§ **EXERCISE GOAL**:
In the text on red blood cells and H.I.V., write out the part from "It is somewhat" to "far from straightforward." again, changing "puzzling" to "surprising".

§ **TEXT PASSAGE**:
________________________________________
The genetic variation, called a SNP, or snip, involves a change in one unit of DNA. This particular snip has a far-reaching consequence. It prevents red blood cells from inserting a certain protein on their surface. The protein is called a receptor because it receives signals from a hormone known as CCL5, which is part of the immune system’s regulatory system.
The receptor is also used by a malarial parasite called Plasmodium vivax to gain entry to the red blood cells it feeds on. About 10,000 years ago, people in Africa who possessed the SNP variation gained a powerful survival advantage from not being vulnerable to the ancestor of Plasmodium vivax. The SNP eventually swept through the population and the vivax parasite died out in Africa, to be replaced by its current successor, Plasmodium falciparum.
More than 90 percent of people in Africa now lack the receptor on their red blood cells, as do about 60 percent of African-Americans. The possibility that the receptor has a bearing on H.I.V. infection first occurred to Robin Weiss, a biologist at University College, London, after he noticed that the virus seemed to be hitchhiking on red blood cells. Dr. Weiss, who wrote the new report with Dr. Ahuja and Dr. Dolan, showed in laboratory tests that H.I.V. latches onto the receptor in place of its intended guest, the CCL5 hormone.
The Texas-London research team is not certain how lack of the receptor promotes H.I.V. infection, but Dr. Ahuja said the red blood cells acted like a sponge for CCL5. Because CCL5 is known to obstruct multiplication of the virus, having lots of the hormone in the bloodstream may prevent infection. Conversely, people whose blood cannot soak up the hormone could be more vulnerable.
Dr. Weiss said the red blood cell receptor was similar to another receptor, CCR5, which occurs on the surface of the white blood cells that are H.I.V.’s major target. A small percentage of Europeans have a mutation that prevents the CCR5 receptor from being displayed on the surface of white blood cells, and they are protected against H.I.V.
It is somewhat puzzling that the absence of the two receptors has the opposite effect — vulnerability to H.I.V. when the red cell receptor is missing, protection from it when the white cell receptor is withdrawn. The researchers offer an explanation that they concede is far from straightforward.
________________________________________
Stored data:
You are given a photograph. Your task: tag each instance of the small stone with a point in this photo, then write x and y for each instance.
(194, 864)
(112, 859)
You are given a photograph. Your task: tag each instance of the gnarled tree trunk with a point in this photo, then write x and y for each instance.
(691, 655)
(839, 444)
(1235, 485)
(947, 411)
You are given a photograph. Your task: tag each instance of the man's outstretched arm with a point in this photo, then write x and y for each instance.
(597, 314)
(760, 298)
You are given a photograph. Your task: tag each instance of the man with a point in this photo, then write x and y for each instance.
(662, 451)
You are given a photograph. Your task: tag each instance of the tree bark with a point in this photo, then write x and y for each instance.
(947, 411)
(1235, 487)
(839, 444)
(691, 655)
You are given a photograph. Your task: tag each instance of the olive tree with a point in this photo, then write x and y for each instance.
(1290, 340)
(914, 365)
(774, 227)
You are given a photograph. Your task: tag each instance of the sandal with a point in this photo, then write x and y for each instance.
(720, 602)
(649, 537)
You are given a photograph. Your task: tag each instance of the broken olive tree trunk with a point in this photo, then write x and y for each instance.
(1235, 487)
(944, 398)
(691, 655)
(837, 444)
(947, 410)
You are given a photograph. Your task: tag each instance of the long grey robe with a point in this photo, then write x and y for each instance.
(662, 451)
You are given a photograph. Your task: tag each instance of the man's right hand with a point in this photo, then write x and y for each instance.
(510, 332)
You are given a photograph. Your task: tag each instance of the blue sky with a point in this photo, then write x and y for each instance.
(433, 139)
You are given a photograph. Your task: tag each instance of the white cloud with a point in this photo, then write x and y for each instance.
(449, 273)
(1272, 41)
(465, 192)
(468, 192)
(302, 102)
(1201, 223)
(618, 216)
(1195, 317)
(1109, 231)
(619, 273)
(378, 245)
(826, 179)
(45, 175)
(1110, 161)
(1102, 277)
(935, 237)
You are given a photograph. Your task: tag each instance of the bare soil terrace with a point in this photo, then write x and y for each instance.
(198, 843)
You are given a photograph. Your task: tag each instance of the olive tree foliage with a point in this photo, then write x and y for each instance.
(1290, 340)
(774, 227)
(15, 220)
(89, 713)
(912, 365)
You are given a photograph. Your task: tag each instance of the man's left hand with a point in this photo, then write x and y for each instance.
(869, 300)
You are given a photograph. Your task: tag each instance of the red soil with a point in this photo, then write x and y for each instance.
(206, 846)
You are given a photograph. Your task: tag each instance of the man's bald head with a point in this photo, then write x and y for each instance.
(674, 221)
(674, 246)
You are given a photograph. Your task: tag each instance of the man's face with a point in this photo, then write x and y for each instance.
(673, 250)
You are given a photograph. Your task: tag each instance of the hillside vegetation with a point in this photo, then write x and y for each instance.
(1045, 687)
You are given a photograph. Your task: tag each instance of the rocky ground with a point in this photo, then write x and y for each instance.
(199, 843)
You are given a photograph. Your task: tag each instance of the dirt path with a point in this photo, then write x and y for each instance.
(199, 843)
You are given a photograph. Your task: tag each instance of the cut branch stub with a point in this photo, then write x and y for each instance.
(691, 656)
________________________________________
§ **OUTPUT FOR THIS EXERCISE**:
It is somewhat surprising that the absence of the two receptors has the opposite effect — vulnerability to H.I.V. when the red cell receptor is missing, protection from it when the white cell receptor is withdrawn. The researchers offer an explanation that they concede is far from straightforward.